-- Start --

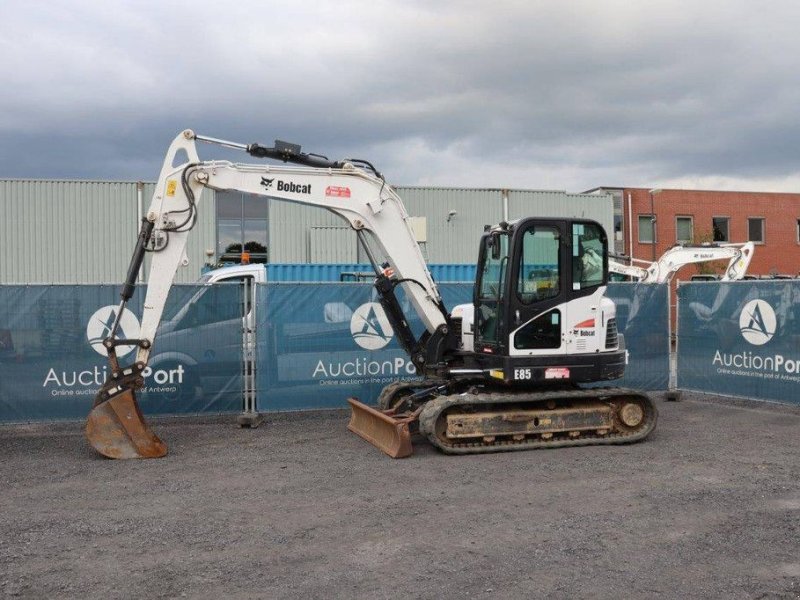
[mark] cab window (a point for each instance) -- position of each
(539, 265)
(588, 255)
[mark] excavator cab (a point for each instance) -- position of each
(539, 293)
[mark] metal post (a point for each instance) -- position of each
(673, 393)
(250, 416)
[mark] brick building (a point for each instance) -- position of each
(771, 220)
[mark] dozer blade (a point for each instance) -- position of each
(382, 429)
(116, 429)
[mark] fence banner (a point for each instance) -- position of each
(52, 362)
(643, 318)
(740, 338)
(320, 343)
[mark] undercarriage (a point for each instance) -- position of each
(472, 417)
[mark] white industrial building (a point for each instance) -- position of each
(56, 231)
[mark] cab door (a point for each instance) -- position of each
(539, 289)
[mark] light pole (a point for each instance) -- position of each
(652, 193)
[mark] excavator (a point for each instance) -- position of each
(680, 255)
(542, 324)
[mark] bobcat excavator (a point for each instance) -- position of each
(662, 270)
(542, 325)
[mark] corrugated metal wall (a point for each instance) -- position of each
(456, 240)
(80, 231)
(84, 231)
(560, 204)
(453, 240)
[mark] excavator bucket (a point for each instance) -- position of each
(383, 429)
(116, 429)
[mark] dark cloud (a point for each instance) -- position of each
(524, 94)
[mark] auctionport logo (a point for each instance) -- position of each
(757, 322)
(99, 328)
(370, 326)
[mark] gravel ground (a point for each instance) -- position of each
(707, 507)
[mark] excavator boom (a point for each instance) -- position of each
(353, 189)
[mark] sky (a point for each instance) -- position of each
(565, 95)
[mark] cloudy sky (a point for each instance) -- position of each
(533, 94)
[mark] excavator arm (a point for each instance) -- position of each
(352, 189)
(662, 270)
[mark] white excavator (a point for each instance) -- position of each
(680, 255)
(542, 327)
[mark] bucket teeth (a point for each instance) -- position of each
(382, 429)
(116, 429)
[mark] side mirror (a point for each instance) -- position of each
(494, 244)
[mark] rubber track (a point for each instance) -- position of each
(434, 409)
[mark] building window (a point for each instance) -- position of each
(720, 228)
(755, 230)
(241, 223)
(684, 229)
(646, 229)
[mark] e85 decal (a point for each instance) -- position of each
(522, 374)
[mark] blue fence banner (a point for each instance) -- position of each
(52, 362)
(643, 318)
(316, 344)
(740, 338)
(321, 343)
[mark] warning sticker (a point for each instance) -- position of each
(556, 373)
(336, 191)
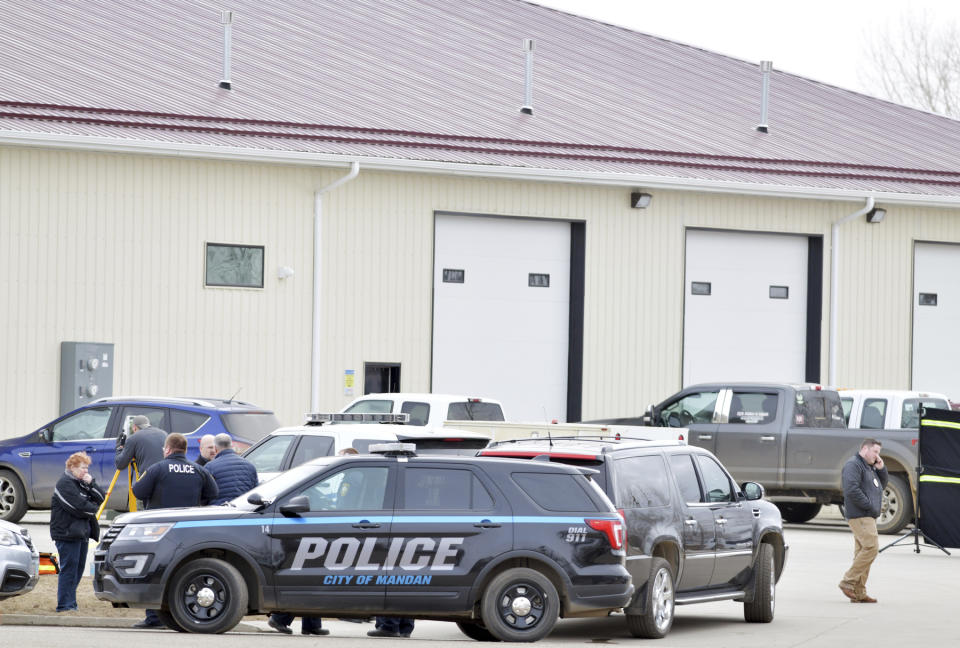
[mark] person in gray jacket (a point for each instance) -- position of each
(145, 445)
(864, 478)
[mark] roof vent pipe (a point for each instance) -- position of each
(527, 107)
(765, 68)
(226, 19)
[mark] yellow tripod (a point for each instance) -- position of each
(132, 475)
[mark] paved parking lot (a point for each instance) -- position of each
(917, 605)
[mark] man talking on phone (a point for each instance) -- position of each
(864, 478)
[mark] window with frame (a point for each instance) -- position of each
(238, 266)
(686, 475)
(642, 482)
(447, 489)
(716, 482)
(692, 408)
(753, 408)
(358, 488)
(86, 424)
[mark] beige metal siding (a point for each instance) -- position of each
(110, 248)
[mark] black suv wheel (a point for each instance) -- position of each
(657, 620)
(520, 605)
(760, 610)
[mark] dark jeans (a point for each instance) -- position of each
(73, 558)
(308, 623)
(403, 625)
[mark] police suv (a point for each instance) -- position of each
(501, 546)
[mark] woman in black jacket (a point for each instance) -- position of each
(73, 522)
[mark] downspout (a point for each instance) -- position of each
(834, 284)
(317, 276)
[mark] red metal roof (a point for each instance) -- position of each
(433, 80)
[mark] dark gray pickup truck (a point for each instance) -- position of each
(793, 440)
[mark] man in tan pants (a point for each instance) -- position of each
(864, 478)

-- End --

■ INSTRUCTION
Scale the items from the line containing "[mark] woman in" up to and including the final line, and give all those lines again, requests included. Multiply every point coordinate in the answers by 1.2 and round each result to a whole number, with halves rounded up.

■ COMPLETE OUTPUT
[mark] woman in black jacket (a point for each instance) -- position of each
(88, 626)
[mark] downspout (a point for each instance) -- position of each
(1001, 341)
(380, 331)
[mark] red metal roof (a point for each instance) -- position of each
(520, 96)
[mark] dark gray pickup truck (a point for each instance) -- position of each
(952, 528)
[mark] man in tan pants (a point for each instance) -- position of each
(1037, 574)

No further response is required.